— YOUR INSTRUCTIONS —
Set down every record below exactly as it stands, with the pictures omitted.

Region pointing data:
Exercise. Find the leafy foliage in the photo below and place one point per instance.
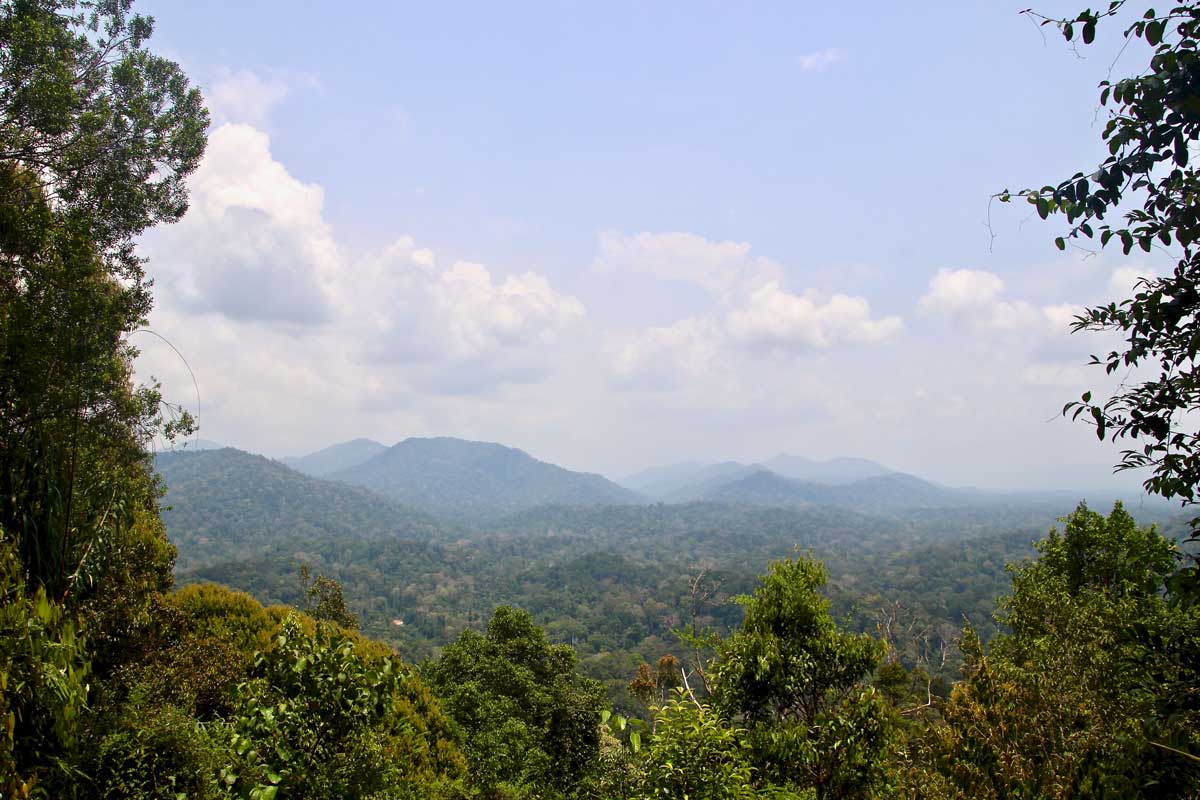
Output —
(228, 500)
(1071, 702)
(1150, 180)
(796, 681)
(529, 721)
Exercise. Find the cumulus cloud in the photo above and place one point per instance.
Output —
(459, 313)
(774, 317)
(1123, 282)
(245, 96)
(975, 299)
(721, 268)
(256, 251)
(754, 314)
(255, 245)
(820, 60)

— EXERCISE OUTPUT —
Exercise. Find the leafy foliage in the photo below and place one point per instance.
Output —
(228, 500)
(1071, 702)
(1150, 180)
(796, 681)
(529, 721)
Exercise. Find the cumulus cloud in the photo above and place one point per instance.
Output —
(459, 313)
(774, 317)
(1123, 282)
(245, 96)
(975, 299)
(721, 268)
(256, 251)
(754, 314)
(255, 245)
(820, 60)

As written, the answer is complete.